#### REQUEST:
Please give the items in the part that opens with the line containing "of the smiling" and closes with the line containing "<point>397,205</point>" as a two-column CSV with the columns text and answer. Use one row per item, put each value in a single quoted field, and turn any line breaks into spaces.

Items listed in a dataset
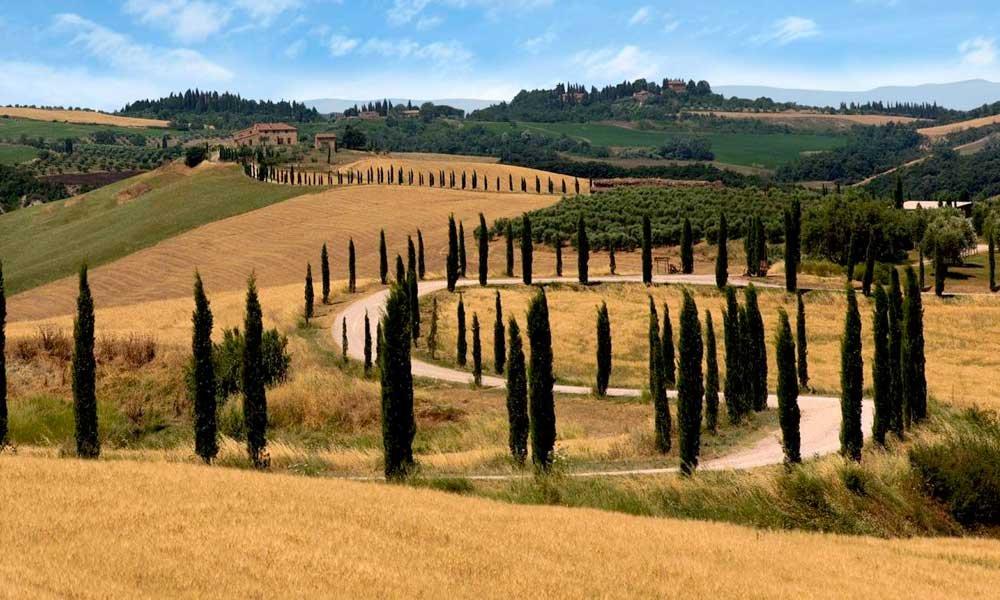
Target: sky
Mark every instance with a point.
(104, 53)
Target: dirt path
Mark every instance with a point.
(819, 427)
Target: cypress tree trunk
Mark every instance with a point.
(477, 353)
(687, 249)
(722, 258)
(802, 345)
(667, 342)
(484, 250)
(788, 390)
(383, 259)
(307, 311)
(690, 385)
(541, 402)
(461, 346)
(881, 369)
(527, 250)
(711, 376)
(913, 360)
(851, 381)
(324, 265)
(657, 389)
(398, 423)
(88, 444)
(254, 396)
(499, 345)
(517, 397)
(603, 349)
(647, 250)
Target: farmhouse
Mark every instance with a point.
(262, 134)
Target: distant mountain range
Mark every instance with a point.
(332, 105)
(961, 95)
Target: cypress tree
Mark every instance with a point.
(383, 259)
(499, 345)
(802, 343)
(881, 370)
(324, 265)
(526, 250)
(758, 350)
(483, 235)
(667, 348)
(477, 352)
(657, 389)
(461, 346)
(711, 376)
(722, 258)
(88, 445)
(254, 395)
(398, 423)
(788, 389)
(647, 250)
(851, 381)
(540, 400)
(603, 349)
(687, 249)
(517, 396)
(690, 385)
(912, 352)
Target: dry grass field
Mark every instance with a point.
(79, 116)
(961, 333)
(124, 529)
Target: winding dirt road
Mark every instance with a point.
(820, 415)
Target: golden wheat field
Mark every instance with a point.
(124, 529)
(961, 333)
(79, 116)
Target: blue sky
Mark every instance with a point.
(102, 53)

---

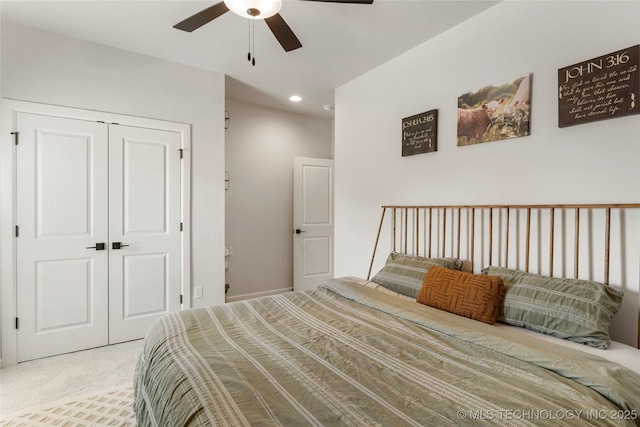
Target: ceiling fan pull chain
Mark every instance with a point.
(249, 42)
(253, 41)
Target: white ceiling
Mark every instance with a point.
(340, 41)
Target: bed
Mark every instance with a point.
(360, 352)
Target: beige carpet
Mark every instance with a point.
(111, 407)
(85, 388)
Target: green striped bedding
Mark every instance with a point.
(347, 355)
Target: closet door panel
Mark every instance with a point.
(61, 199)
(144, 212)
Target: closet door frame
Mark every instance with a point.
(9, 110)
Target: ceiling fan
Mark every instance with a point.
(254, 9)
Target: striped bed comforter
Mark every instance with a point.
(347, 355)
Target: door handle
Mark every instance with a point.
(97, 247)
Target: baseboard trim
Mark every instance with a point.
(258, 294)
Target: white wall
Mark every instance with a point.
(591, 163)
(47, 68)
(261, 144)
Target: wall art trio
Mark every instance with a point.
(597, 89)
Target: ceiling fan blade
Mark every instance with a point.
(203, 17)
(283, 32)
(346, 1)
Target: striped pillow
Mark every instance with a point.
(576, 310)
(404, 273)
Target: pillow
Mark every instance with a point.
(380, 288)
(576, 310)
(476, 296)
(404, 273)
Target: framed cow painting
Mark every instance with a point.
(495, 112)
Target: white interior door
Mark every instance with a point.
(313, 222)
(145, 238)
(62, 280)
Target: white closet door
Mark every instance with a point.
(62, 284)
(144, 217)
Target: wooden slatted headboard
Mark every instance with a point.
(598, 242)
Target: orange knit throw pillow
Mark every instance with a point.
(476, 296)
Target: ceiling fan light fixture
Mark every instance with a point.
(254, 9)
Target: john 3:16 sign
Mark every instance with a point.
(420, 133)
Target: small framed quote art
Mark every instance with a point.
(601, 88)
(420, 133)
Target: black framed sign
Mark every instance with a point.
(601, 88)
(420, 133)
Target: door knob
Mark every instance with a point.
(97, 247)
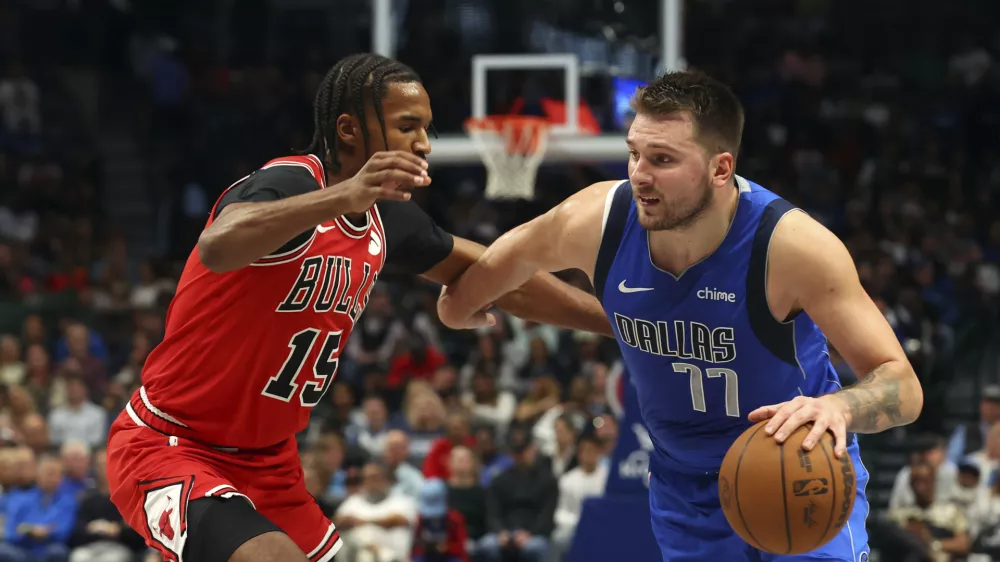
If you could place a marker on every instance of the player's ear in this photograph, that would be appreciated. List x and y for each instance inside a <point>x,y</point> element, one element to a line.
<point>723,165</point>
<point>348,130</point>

* * *

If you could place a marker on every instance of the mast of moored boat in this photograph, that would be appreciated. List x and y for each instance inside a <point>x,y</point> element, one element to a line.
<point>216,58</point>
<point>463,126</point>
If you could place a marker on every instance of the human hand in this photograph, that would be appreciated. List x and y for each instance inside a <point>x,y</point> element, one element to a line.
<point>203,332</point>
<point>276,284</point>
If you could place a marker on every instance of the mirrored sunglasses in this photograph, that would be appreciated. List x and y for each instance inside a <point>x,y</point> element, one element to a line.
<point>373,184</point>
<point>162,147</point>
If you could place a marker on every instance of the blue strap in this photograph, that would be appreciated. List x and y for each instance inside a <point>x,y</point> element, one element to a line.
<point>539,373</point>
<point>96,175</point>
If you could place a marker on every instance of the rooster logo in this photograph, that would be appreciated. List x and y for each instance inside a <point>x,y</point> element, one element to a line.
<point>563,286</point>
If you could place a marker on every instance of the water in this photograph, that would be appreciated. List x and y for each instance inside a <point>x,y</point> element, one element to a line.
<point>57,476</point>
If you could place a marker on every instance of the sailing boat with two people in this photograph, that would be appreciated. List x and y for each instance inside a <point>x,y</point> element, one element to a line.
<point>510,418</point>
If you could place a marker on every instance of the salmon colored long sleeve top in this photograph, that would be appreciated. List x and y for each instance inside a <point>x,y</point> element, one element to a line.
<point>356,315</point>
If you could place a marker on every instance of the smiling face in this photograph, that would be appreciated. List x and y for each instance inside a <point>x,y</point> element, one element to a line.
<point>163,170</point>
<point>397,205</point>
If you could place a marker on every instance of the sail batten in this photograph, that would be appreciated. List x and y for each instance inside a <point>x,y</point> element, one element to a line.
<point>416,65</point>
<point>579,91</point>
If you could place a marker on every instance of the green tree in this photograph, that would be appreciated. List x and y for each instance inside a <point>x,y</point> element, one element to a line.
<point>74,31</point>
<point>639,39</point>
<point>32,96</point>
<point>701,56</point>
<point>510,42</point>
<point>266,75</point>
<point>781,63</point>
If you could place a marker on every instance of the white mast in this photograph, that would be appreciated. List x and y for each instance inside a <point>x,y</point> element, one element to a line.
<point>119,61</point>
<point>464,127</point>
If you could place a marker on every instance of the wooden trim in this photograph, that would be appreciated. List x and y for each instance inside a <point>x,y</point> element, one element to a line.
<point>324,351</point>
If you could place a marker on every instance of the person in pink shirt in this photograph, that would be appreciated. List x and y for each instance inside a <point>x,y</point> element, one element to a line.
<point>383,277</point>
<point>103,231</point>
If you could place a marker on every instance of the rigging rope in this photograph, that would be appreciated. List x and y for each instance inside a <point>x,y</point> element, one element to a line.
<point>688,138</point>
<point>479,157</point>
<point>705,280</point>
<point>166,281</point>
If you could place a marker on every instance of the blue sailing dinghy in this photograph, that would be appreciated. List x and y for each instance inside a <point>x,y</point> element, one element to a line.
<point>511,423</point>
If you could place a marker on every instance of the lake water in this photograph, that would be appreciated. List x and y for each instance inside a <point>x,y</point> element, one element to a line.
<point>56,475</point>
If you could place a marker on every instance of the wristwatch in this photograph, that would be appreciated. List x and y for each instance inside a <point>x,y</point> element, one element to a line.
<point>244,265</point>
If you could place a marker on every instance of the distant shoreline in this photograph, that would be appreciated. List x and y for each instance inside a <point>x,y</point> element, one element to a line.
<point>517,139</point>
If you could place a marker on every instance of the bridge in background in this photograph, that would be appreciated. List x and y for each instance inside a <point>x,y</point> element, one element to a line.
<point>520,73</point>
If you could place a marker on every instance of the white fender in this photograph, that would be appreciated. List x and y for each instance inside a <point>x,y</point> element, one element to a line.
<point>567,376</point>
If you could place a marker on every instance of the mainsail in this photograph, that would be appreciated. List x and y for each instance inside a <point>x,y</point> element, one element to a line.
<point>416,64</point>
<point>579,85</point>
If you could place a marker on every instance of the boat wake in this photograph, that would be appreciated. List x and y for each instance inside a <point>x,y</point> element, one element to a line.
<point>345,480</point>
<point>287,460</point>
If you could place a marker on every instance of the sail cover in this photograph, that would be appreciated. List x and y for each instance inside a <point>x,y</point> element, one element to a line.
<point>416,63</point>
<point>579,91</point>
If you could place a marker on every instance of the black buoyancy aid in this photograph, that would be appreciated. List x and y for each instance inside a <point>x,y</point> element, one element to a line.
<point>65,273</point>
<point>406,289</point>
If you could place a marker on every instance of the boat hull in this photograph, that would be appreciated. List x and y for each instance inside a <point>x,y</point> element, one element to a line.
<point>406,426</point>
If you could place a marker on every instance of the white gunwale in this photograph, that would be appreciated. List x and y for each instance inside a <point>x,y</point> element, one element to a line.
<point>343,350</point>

#### RESULT OF THE TASK:
text,answer
"If you could place a marker on every instance of the smiling face in this photograph, that would be appreciated. List x and y for each instance inside a <point>x,y</point> element, one element to a line.","<point>163,170</point> <point>397,205</point>"